In UNIX, everything is treated as a file (including hardware like disks, keyboards, etc.) which makes its architecture elegant and easy to interact with. It also introduced many concepts that are still commonly used today, such as a hierarchical file system, shells (like Bash), and scripting languages.



## Operating System Choices

In general, the work that you undertake in this course can be done on any operating system. If we had to make a recommendation it would be for Linux, as the majority of the software we use is open-source, and will run very well on Linux systems. That said, you can definitely use Mac OS (which is very similar to Linux) without any major modifications, and Windows with a few necessary changes.

### Linux

Linux is a Unix-like operating system which is highly regarded by data professionals due to its flexibility, control, and extensive customization options. It is open-source software, meaning the code that makes it run can be viewed and edited by anyone. This allows users can tailor the environment to their exact requirements, which can be a significant advantage when setting up complex data processing workflows. Its powerful command-line interface allows for efficient processing and automation of tasks, and Linux is widely used in server environments and cloud platforms (where you use the internet to access another computer to do your processing and data storage). Linux therefore offers users a consistent experience between their local and remote work environments. 

On the downside, Linux can have a steeper learning curve, especially for those accustomed to Windows or Mac OS interfaces. While its software library is vast, some commercial software, particularly those designed for Windows or Mac OS, may not have a Linux version. 

#### Linux Distributions

Unlike the other operating system flavours listed here, Linux is not a single OS, but comes in several varieties, known as distributions. As Linux is open-source, anyone can create a version of it, so a Linux distribution is a specific version of the software, packaged together by an individual or organization. Each distribution can have different default settings, software packages, and user interfaces, tailored to different types of users or use cases. Some well-known distributions include Ubuntu, Fedora, and Debian, each with their own unique characteristics, strengths, and community support. 

For this course, we recommend using Ubuntu if you are trying Linux for the first time. It is stable and easy to install and use, and although less customisable than some other distros, it will be more than adequate for the tasks you'll need to do in this course.

--------------------------------------------------

— REQUIRED TASK 1 —
Answer these from the operating systems passage:
(a) Which operating system would the course recommend if it had to choose one?
(b) What three well-known Linux distributions does it name?
(c) Which distribution does it suggest for someone trying Linux for the first time?
— REQUIRED TASK 2 —
Translate this sentence from the operating systems passage into Spanish: "It is open-source software, meaning the code that makes it run can be viewed and edited by anyone."
— REQUIRED TASK 3 —
Write out the part of the operating systems passage between "On the downside, Linux" and "a Linux version.", inclusive, with no changes.
The lines after this are separate material, unrelated to the operating systems passage.

— DATA BLOCK —
--------------------------------------------------

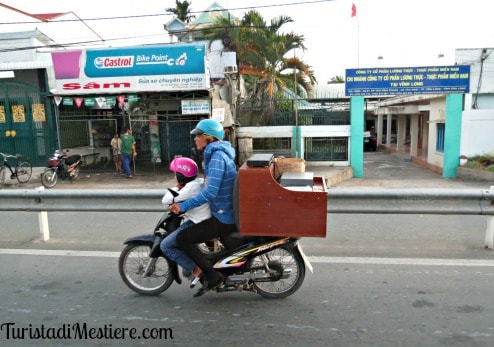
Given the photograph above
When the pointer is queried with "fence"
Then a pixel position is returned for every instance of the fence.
(439, 201)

--------------------------------------------------

— WRITTEN RESPONSE 1 —
(a) Linux
(b) Ubuntu, Fedora, and Debian
(c) Ubuntu

— WRITTEN RESPONSE 2 —
Es software de código abierto, lo que significa que cualquiera puede ver y editar el código que lo hace funcionar.

— WRITTEN RESPONSE 3 —
On the downside, Linux can have a steeper learning curve, especially for those accustomed to Windows or Mac OS interfaces. While its software library is vast, some commercial software, particularly those designed for Windows or Mac OS, may not have a Linux version.